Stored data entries
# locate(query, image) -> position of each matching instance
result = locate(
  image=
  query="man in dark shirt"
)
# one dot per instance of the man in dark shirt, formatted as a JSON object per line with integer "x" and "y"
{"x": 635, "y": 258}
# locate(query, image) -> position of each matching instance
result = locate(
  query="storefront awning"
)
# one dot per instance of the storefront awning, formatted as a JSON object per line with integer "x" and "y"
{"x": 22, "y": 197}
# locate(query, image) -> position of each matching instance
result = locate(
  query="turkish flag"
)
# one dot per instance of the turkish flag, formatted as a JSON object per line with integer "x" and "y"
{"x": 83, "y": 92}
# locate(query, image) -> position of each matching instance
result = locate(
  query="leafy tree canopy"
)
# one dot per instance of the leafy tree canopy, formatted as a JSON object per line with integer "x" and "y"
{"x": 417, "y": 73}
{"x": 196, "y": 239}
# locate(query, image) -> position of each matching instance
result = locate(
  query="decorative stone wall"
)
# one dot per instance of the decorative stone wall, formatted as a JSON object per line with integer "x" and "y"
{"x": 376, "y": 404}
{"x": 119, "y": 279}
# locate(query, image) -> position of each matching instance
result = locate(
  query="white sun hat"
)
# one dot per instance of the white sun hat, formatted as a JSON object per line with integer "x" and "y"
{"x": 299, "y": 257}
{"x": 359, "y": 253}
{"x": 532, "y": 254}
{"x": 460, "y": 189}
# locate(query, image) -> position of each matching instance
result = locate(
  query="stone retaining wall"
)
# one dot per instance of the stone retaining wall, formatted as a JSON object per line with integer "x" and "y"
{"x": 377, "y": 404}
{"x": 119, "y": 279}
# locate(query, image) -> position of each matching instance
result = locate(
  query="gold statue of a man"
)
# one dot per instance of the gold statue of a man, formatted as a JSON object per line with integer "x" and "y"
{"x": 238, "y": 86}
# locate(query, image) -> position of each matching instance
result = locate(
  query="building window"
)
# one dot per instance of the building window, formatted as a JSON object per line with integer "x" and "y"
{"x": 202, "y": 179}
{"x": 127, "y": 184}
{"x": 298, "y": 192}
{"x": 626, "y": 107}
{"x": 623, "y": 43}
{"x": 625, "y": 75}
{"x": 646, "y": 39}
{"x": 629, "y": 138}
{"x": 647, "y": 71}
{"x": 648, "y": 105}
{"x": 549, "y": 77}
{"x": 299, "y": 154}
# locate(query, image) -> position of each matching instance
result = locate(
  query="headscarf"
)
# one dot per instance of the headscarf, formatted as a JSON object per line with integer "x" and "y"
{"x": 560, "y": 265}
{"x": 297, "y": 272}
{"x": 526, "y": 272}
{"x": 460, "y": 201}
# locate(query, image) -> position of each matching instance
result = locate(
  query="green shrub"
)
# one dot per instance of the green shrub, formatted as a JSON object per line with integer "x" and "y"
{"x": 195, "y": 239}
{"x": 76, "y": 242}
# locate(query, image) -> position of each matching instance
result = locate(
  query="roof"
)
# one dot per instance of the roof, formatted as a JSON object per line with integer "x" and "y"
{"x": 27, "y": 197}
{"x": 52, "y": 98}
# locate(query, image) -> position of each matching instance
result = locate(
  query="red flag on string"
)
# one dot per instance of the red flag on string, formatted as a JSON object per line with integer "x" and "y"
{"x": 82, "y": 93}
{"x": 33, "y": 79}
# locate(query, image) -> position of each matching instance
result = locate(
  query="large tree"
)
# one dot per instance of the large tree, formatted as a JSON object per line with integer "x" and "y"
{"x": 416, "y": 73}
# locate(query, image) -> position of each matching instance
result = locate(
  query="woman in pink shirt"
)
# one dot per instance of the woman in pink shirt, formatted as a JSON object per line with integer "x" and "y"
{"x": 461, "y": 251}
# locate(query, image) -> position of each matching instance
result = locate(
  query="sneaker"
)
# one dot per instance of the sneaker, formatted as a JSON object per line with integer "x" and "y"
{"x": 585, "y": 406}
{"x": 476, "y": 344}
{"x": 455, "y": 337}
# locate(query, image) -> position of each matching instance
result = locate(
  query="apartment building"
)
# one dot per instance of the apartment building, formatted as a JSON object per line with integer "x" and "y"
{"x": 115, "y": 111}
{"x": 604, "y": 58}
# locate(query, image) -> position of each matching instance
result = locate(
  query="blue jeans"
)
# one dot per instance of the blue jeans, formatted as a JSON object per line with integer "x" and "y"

Description of the task:
Reproduce the entries above in full by retyping them exactly.

Final answer:
# locate(query, image) -> position of each matching instance
result = locate(
  image=
  query="man in dark shirt"
)
# one dot per instance of the man in dark shirt, formatted as a JSON object per line with integer "x" and "y"
{"x": 635, "y": 258}
# locate(query, image) -> position of each matching instance
result = locate(
  query="storefront awning"
)
# one dot per instance of the storefront awning, formatted as a JSON object per line with integer "x" and "y"
{"x": 22, "y": 197}
# locate(query, image) -> position of each matching instance
result = locate(
  query="turkish flag"
)
# one dot per instance of the turkish flag, formatted as a JSON object per line with integer "x" and "y"
{"x": 83, "y": 92}
# locate(query, image) -> position of each matching instance
result = locate(
  query="leafy tree canopy"
)
# one dot per instance of the leafy tree canopy, formatted as a JSON object per line with integer "x" and "y"
{"x": 417, "y": 73}
{"x": 196, "y": 239}
# locate(query, image) -> position of each matching instance
result = locate(
  query="decorative stone wall"
)
# one dot per instance of the decorative stone wall, formatted as a JSON object per line with integer "x" and "y"
{"x": 376, "y": 404}
{"x": 119, "y": 279}
# locate(query, image) -> position of each matching instance
result = locate(
  query="white sun hat"
)
# one dot per instance of the white sun hat, formatted as a JSON object per line with integer "x" and "y"
{"x": 299, "y": 257}
{"x": 359, "y": 253}
{"x": 532, "y": 254}
{"x": 460, "y": 189}
# locate(query, image) -> position of each matching instance
result = locate(
  query="stone retaining wall"
)
# one dot per instance of the stone retaining wall, formatted as a JSON object per line with integer "x" and "y"
{"x": 377, "y": 404}
{"x": 119, "y": 279}
# locate(query, image) -> position of each matching instance
result = locate(
  query="gold statue of a man"
)
# one dot per instance of the gold statue of a man, formatted as a JSON object per line with integer "x" and "y"
{"x": 238, "y": 86}
# locate(query, image) -> position of each matching instance
result = locate(
  query="building window"
)
# one dot per instance of the building window, formatted as a JSON object per line with integer "x" and "y"
{"x": 202, "y": 179}
{"x": 127, "y": 184}
{"x": 298, "y": 192}
{"x": 626, "y": 107}
{"x": 623, "y": 43}
{"x": 625, "y": 75}
{"x": 646, "y": 39}
{"x": 629, "y": 138}
{"x": 647, "y": 71}
{"x": 648, "y": 105}
{"x": 549, "y": 77}
{"x": 299, "y": 154}
# locate(query, image) -> position of each matching instance
result = locate(
  query="headscarf"
)
# one dot per instance of the headscarf, formatted as a JSON object per line with integer "x" and "y"
{"x": 560, "y": 265}
{"x": 297, "y": 272}
{"x": 526, "y": 272}
{"x": 460, "y": 201}
# locate(query, image) -> position of each matching instance
result = locate(
  query="green shrub"
)
# one dot per instance of the green shrub, formatted as a JSON object per line with integer "x" and "y"
{"x": 195, "y": 239}
{"x": 76, "y": 242}
# locate(query, image) -> position of each matching instance
result = locate(
  query="roof"
)
# one dot per instance of the roof, formatted as a JSON object per line with integer "x" and "y"
{"x": 27, "y": 197}
{"x": 52, "y": 98}
# locate(query, image) -> position of each matching instance
result = locate(
  query="red flag on string"
)
# one dot per instance of the red flag on string, formatted as a JSON object per line with integer "x" and "y"
{"x": 82, "y": 93}
{"x": 33, "y": 79}
# locate(query, image) -> position of each matching instance
result = locate(
  query="large tree"
)
# one dot per instance of the large tree, formatted as a JSON object per line with integer "x" and "y"
{"x": 416, "y": 73}
# locate(query, image) -> position of each matching instance
result = locate(
  query="woman in pink shirt"
)
# one dot per instance of the woman in pink shirt, formatted as a JSON object per line with integer "x" and "y"
{"x": 461, "y": 251}
# locate(query, image) -> position of each matching instance
result = locate(
  query="sneaker"
)
# one dot per instance of the sneaker, formatted as a JSON object per line with integer "x" and "y"
{"x": 585, "y": 406}
{"x": 476, "y": 344}
{"x": 455, "y": 337}
# locate(query, image) -> position of each matching instance
result = locate(
  query="apartment building"
)
# one dot per instance of the apartment building, formatted as a JSON object per line with integer "x" and "y"
{"x": 115, "y": 111}
{"x": 604, "y": 58}
# locate(query, image) -> position of each matching instance
result = locate(
  query="blue jeans"
)
# one dot per instance of the blue jeans, formatted as a JSON object per line with integer "x" and "y"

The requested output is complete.